> **Short exercise**: Copy out every one of the lines below word for word, leaving out the pictures.

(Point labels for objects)
□ □ □ □

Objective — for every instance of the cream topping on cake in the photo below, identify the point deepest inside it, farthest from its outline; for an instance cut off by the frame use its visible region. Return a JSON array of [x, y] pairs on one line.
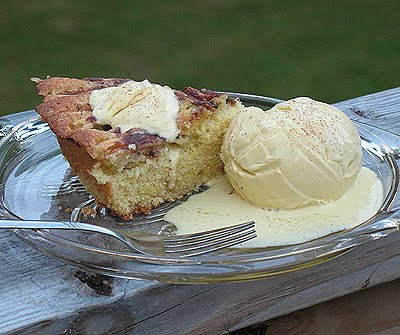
[[133, 104]]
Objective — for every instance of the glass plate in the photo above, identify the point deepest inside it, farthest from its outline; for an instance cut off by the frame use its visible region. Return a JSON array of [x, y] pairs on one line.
[[37, 183]]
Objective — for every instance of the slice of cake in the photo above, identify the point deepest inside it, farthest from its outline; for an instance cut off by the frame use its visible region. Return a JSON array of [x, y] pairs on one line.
[[135, 145]]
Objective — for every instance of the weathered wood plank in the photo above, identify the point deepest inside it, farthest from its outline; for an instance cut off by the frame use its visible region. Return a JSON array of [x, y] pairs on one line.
[[374, 311], [39, 295]]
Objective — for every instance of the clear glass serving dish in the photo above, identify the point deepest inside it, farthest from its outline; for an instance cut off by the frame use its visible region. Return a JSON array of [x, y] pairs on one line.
[[37, 183]]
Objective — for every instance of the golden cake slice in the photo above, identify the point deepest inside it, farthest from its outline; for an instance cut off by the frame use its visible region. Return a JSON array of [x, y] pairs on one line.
[[135, 145]]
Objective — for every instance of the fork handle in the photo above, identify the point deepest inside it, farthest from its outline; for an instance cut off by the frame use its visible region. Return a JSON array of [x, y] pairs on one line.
[[65, 225]]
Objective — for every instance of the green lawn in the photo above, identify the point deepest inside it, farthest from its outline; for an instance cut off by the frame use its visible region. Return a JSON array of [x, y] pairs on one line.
[[327, 50]]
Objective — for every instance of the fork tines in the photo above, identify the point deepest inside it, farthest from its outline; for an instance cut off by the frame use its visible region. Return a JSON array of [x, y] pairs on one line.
[[205, 242]]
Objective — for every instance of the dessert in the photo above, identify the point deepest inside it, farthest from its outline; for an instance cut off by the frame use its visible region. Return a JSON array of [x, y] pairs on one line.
[[295, 170], [135, 145], [301, 152]]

□ □ □ □

> **Output**:
Objective — for every instance of the cream topping on cake in the photo below, identify the point deepest inside it, farthest from its outline; for an instance cut off by the frame use its visible region. Return a JSON array of [x, y] pairs on one line.
[[133, 104]]
Objective — for every instance of the glass plate in the photo above, identify the point deepest inside it, farthest from its outline; for an instance cut off by the frame use its visible region. Return a JSON array of [x, y] pairs on one line.
[[37, 183]]
Objective — for every instance of the slice of cake in the photo above, identify the point deepest inside it, farthest from its outline; for an instance cut off by the frame use its visible region. Return a JSON array of [x, y] pairs on one line.
[[135, 145]]
Objective — for every instance of the weathered wood plank in the photo above, identify the point deepest inside it, farthest from its outline; for an instance cut off by the frame use its visible region. Return a JSON array of [x, y] pairs on one line.
[[374, 311], [39, 295]]
Objective — for every instance of the clear glass serving dish in the photo above, identify the point deepest inside it, farthest from its outline; for an instance cut off by the frame use its visible region. Return a JSON array of [x, y] pairs on one line.
[[37, 183]]
Objective — for every instance of the golden cake slice in the photo above, identify the point deepest inside it, farthest from its outline; for an instance cut off by the frame use its visible region. Return a JSON array of [x, y] pairs on one line.
[[135, 145]]
Objective — for every instance of the fork handle in the photo above, identify the point deepest inside it, farthest from its outline; for an instance cut off by the frame use its visible region. Return a JSON array of [x, y] pairs on one line.
[[65, 225]]
Objective — for every instance of the green lawn in the photo above, identify the point deepest inside it, farthest from its outline; for an instance cut off by the frame use its visible region. Return a JSON array of [x, y] pairs on one line.
[[327, 50]]
Objective — for every instance of the fork tines in the photo above, identify the point deepest inside it, farthest from its outline; for an instance cut off by the frame use its visible region. Return a JSON array of [x, y] pairs on one line.
[[205, 242]]
Objective — for every instance of the dessert in the photo above, identify the point deepest inside it, farthest from its outline; for an instance cut off by the frame use its visible region. Return a JSON array of [x, y] pairs on one line.
[[295, 170], [135, 145], [301, 152]]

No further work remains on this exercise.